PROBLEM REQUIREMENTS -
From the items below, pull out every line that contains the string "ceiling", and copy each one in full.

■ ■ ■ ■ ■

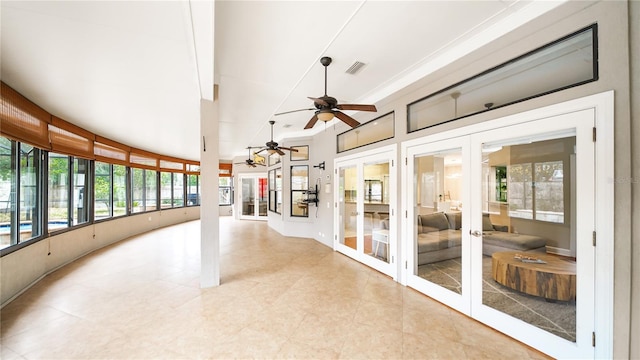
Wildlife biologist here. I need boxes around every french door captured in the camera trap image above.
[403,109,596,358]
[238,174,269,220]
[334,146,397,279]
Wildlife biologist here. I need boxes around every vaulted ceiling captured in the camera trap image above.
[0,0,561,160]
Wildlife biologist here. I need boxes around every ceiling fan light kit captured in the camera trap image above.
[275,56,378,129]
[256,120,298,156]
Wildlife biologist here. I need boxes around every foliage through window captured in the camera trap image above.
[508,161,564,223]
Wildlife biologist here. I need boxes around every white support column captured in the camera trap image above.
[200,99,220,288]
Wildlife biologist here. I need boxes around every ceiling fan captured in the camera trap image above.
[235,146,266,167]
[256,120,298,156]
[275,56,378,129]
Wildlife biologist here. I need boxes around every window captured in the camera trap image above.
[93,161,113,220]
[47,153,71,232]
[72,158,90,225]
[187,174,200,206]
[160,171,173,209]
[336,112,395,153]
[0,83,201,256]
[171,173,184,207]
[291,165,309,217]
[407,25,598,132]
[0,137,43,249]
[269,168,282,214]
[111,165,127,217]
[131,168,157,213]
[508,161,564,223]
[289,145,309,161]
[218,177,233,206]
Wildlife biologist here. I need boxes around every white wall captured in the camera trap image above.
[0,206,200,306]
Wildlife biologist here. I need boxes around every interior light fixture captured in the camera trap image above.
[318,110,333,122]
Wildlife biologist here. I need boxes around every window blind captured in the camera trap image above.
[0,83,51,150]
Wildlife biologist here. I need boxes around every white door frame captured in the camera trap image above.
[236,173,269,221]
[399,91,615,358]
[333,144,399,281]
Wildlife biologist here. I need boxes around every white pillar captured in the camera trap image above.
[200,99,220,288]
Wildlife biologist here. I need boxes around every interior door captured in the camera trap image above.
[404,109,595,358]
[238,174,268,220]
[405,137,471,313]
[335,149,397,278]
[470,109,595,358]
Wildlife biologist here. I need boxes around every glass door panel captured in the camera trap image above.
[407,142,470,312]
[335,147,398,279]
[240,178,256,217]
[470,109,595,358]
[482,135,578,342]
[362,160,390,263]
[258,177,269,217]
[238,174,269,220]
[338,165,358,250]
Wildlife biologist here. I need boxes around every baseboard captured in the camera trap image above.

■ ■ ■ ■ ■

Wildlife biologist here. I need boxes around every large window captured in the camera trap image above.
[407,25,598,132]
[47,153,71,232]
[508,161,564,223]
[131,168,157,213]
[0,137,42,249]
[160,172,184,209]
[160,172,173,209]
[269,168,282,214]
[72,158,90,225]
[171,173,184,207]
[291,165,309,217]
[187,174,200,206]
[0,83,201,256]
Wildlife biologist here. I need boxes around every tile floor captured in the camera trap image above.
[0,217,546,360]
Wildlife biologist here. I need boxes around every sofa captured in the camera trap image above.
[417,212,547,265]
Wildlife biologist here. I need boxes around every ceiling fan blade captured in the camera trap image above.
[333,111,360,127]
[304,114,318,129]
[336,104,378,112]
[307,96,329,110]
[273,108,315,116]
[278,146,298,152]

■ ■ ■ ■ ■

EXPECTED OUTPUT -
Wildlife biologist here. I need boxes around every vaulted ceiling captured in the camera trap image above.
Wildlife biologist here. I need boxes around every ceiling fan light kit captured in the camera trap image above.
Wildlife biologist here. I need boxes around every ceiling fan captured in the camera trap image above.
Wildlife biologist here. I need boxes around every ceiling fan blade captured in the camera trap image above.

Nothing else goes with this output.